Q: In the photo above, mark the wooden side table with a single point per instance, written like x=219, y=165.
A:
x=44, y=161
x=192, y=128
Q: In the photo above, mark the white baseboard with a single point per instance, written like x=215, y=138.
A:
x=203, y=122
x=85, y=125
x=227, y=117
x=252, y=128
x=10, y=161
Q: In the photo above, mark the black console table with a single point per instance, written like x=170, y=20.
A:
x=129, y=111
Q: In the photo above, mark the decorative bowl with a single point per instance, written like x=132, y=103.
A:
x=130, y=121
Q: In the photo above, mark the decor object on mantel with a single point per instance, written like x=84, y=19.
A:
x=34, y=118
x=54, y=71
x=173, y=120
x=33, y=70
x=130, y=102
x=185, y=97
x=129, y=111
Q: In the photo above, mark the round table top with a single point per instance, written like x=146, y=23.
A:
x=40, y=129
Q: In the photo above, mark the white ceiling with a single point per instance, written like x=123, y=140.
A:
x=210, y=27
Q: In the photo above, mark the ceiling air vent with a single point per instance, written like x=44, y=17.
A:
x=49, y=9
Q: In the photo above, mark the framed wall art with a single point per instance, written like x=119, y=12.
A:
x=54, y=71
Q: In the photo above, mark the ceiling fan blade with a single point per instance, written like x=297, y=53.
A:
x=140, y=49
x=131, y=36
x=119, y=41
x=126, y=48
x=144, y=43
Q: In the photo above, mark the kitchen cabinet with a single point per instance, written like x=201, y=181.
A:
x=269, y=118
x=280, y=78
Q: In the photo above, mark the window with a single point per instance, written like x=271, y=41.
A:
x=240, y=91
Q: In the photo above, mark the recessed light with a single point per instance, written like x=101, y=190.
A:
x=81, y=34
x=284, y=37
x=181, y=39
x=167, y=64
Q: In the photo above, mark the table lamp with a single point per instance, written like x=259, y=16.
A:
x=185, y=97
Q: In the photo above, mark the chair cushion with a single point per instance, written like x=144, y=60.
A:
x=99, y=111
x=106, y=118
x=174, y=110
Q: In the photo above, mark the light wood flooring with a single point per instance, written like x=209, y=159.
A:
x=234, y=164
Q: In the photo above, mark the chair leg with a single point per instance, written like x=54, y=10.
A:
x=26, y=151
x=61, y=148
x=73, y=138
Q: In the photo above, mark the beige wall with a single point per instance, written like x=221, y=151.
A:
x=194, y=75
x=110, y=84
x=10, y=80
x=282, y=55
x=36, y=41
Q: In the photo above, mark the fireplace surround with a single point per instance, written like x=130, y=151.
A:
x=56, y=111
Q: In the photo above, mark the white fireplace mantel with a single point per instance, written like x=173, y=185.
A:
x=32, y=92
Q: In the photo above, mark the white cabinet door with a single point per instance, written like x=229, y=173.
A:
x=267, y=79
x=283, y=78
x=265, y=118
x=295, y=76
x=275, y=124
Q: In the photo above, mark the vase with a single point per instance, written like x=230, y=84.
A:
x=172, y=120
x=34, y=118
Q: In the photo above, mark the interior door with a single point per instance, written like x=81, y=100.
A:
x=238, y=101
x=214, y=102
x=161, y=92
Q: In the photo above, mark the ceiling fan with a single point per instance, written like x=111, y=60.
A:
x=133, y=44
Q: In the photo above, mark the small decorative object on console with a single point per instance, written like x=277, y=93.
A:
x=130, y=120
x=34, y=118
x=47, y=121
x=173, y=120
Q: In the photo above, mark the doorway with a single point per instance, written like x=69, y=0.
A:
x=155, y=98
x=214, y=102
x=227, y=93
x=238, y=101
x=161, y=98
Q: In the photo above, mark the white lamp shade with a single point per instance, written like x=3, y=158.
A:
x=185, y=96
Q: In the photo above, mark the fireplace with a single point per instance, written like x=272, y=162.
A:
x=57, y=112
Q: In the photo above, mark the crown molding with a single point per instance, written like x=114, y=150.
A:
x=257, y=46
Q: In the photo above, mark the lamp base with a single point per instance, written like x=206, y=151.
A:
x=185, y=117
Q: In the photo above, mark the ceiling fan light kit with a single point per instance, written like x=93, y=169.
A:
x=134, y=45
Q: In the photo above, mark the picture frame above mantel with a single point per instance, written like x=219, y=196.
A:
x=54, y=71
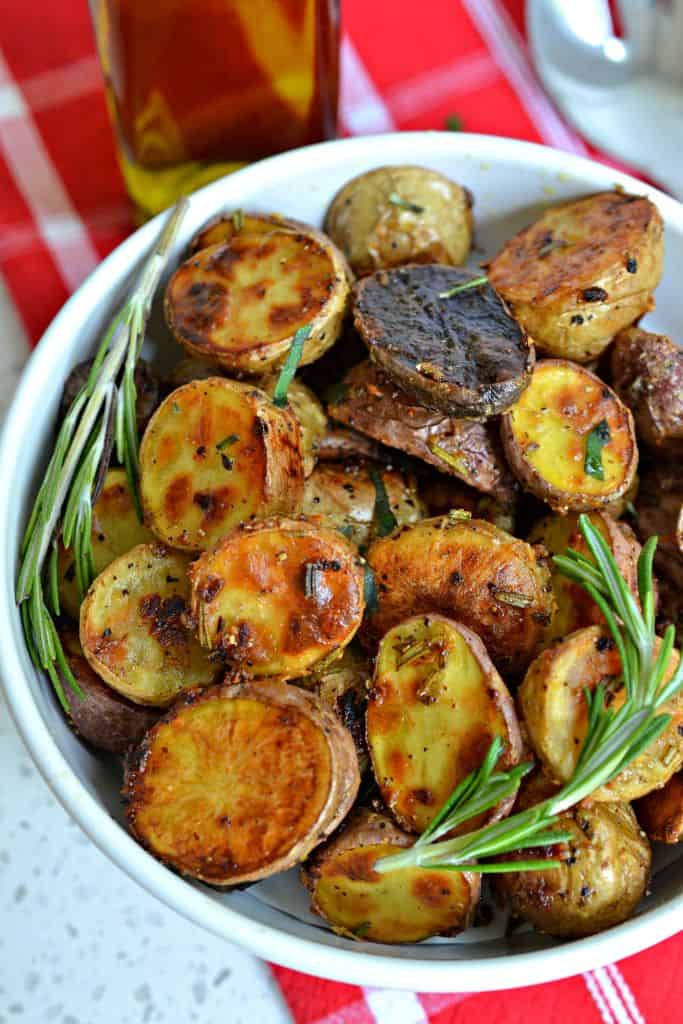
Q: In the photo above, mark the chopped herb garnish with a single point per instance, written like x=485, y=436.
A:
x=596, y=440
x=290, y=367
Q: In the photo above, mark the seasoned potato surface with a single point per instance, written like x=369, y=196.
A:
x=217, y=453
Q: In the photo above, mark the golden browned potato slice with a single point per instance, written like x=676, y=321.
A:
x=574, y=607
x=394, y=215
x=469, y=570
x=647, y=375
x=436, y=704
x=406, y=905
x=309, y=413
x=116, y=528
x=554, y=710
x=660, y=812
x=344, y=495
x=603, y=875
x=217, y=453
x=583, y=271
x=569, y=439
x=278, y=596
x=101, y=716
x=369, y=401
x=464, y=355
x=241, y=781
x=240, y=303
x=134, y=630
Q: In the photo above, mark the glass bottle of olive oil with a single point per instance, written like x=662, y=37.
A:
x=197, y=88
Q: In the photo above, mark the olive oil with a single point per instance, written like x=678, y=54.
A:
x=198, y=88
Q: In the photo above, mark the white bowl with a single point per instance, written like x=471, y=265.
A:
x=510, y=180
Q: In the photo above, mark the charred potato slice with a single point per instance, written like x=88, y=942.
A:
x=660, y=812
x=369, y=401
x=553, y=706
x=241, y=781
x=215, y=454
x=463, y=355
x=278, y=596
x=574, y=607
x=133, y=627
x=647, y=375
x=583, y=271
x=603, y=875
x=569, y=439
x=345, y=496
x=435, y=706
x=116, y=528
x=406, y=905
x=309, y=413
x=240, y=303
x=101, y=716
x=394, y=215
x=469, y=570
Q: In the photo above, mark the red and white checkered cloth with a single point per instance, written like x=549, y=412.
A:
x=62, y=208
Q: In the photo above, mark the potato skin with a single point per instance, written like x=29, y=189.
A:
x=371, y=402
x=240, y=303
x=101, y=717
x=553, y=708
x=647, y=375
x=134, y=631
x=217, y=453
x=469, y=570
x=240, y=781
x=278, y=596
x=545, y=435
x=406, y=905
x=373, y=232
x=344, y=495
x=582, y=272
x=603, y=876
x=436, y=704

================================

**Written exercise:** Copy out all the records above, changing every "single point" to "single dot" and keeping everything else the same. Leave the pictures out.

**Output of the exercise:**
Q: In the photo above, mark the wooden side table with a single dot per instance, written like x=219, y=165.
A:
x=44, y=161
x=192, y=128
Q: In the photo above, mark the white baseboard with a single dot per instance, written like x=215, y=138.
A:
x=203, y=122
x=85, y=125
x=227, y=117
x=252, y=128
x=10, y=161
Q: In the photo above, mark the black console table with a single dot per instance, written like x=170, y=20.
A:
x=129, y=111
Q: In the photo above, mark the decorative bowl with a single dot per instance, written like x=132, y=103.
A:
x=130, y=121
Q: In the photo above, mark the decor object on mantel with a single dot per instance, written like x=84, y=19.
A:
x=34, y=118
x=54, y=71
x=173, y=120
x=33, y=70
x=130, y=102
x=185, y=97
x=129, y=111
Q: In the photo above, mark the round table top with a single dot per instance, written like x=146, y=23.
A:
x=40, y=129
Q: In the photo above, mark the white ceiling with a single dot per instance, written like x=123, y=140.
A:
x=210, y=27
Q: In the photo above, mark the ceiling air vent with a single dot per instance, written like x=44, y=17.
A:
x=49, y=9
Q: In the photo above, mark the framed wall art with a single dot per instance, written like x=119, y=12.
A:
x=54, y=71
Q: In the photo above, mark the ceiling fan blade with a single dot per instance, written like x=297, y=53.
A:
x=140, y=49
x=131, y=36
x=119, y=41
x=126, y=48
x=144, y=43
Q: In the photo above, mark the kitchen cabinet with a single dot per instance, written like x=201, y=181.
A:
x=269, y=118
x=280, y=78
Q: In the photo above, mark the window with a single dot per instance, written like x=271, y=41.
A:
x=240, y=91
Q: In the photo above, mark the recessed light with a single dot per instance, written like x=101, y=190.
A:
x=81, y=34
x=284, y=37
x=181, y=39
x=167, y=64
Q: In the photo above, mark the table lamp with a single dot per instance, written like x=259, y=16.
A:
x=185, y=97
Q: In the photo above, mark the chair cushion with a single dot per instance, written like x=144, y=60.
A:
x=99, y=111
x=106, y=118
x=174, y=110
Q: In the photo above, mark the light wood flooring with a single dot per instance, written like x=209, y=159.
A:
x=234, y=164
Q: In the photo above, mark the chair leg with a single dot per instance, written like x=54, y=10.
A:
x=26, y=151
x=61, y=148
x=73, y=138
Q: In the photo above, mark the beige wall with a single dot per instance, written like x=221, y=151.
A:
x=194, y=75
x=110, y=84
x=10, y=80
x=282, y=55
x=36, y=41
Q: In the photo above, mark the fireplace surround with a single dot per instance, written like x=130, y=151.
A:
x=56, y=111
Q: In the photo above, mark the white fireplace mantel with a single dot per instance, written like x=173, y=185.
A:
x=32, y=92
Q: In the photo above, mark the white cabinet door with a single dot per instance, written like x=229, y=173.
A:
x=267, y=79
x=283, y=78
x=265, y=118
x=295, y=76
x=275, y=124
Q: In the photo above, mark the vase with a single dot per instance, written like x=230, y=84.
A:
x=172, y=120
x=34, y=118
Q: In the photo above, mark the interior door with a single dot per instance, written like x=81, y=100.
A:
x=238, y=101
x=214, y=102
x=161, y=92
Q: In the photo above, mark the ceiling fan with a single dot per instance, written like x=111, y=60.
A:
x=133, y=44
Q: In the photo above, mark the small decorative object on console with a single dot per instance, written like x=277, y=93.
A:
x=130, y=120
x=34, y=118
x=47, y=121
x=173, y=120
Q: In the photo above, mark the doorway with a single dot per instance, written like x=69, y=0.
A:
x=155, y=98
x=214, y=102
x=227, y=93
x=238, y=101
x=161, y=98
Q: In the photo above, mark the white lamp shade with a single dot per instance, written like x=3, y=158.
A:
x=185, y=96
Q: In the photo above, mark the fireplace with a single dot per instance, written like x=272, y=162.
A:
x=57, y=112
Q: In the photo above, mark the crown molding with a single dot per instance, written like x=114, y=150.
A:
x=257, y=46
Q: In the photo above, mark the lamp base with a single dot per instance, written like x=206, y=151.
A:
x=185, y=117
Q: In the photo above, mark the ceiling fan light kit with a single dot per instance, written like x=93, y=169.
A:
x=134, y=45
Q: In the photo above, mark the picture frame above mantel with a single dot per instance, written like x=219, y=196.
A:
x=54, y=71
Q: In the photo above, mark the chopped herb garnish with a single dot per instance, written like x=485, y=436.
A:
x=596, y=440
x=290, y=367
Q: In the photo above, mark the seasoned potato surface with a single dot per instance, written like x=369, y=196.
A:
x=217, y=453
Q: In the photo above, mark the golden browned potato slice with a single dot per instance, written like x=676, y=321.
A:
x=574, y=607
x=394, y=215
x=469, y=570
x=647, y=375
x=436, y=704
x=406, y=905
x=309, y=413
x=116, y=528
x=554, y=710
x=660, y=812
x=344, y=495
x=603, y=875
x=217, y=453
x=583, y=271
x=569, y=439
x=278, y=596
x=101, y=716
x=369, y=401
x=464, y=355
x=241, y=781
x=240, y=303
x=134, y=630
Q: In the photo above, mark the glass bottle of olive oil with a single dot per instance, written like x=662, y=37.
A:
x=197, y=88
Q: In the photo above, mark the olive oil with a single dot per instance, written like x=678, y=54.
A:
x=198, y=88
Q: In the photo above, mark the white bowl with a single dot per instance, written like x=471, y=265.
A:
x=510, y=180
Q: In the photo above, mark the charred potato slice with a single dot per instance, written like x=88, y=942.
A:
x=660, y=812
x=369, y=401
x=553, y=706
x=241, y=781
x=215, y=454
x=463, y=355
x=278, y=596
x=574, y=607
x=133, y=627
x=647, y=375
x=583, y=271
x=603, y=875
x=569, y=439
x=345, y=496
x=435, y=706
x=116, y=528
x=406, y=905
x=309, y=413
x=240, y=303
x=101, y=716
x=394, y=215
x=469, y=570
Q: In the photo above, mark the red and white checkered cloth with a single dot per instance, written like x=549, y=412.
A:
x=62, y=208
Q: In the photo above, mark the potato skin with a single dot per instance, written like x=29, y=189.
A:
x=371, y=402
x=240, y=303
x=101, y=717
x=553, y=708
x=647, y=375
x=134, y=631
x=217, y=453
x=469, y=570
x=240, y=781
x=278, y=596
x=545, y=435
x=406, y=905
x=373, y=232
x=344, y=495
x=582, y=272
x=603, y=876
x=436, y=704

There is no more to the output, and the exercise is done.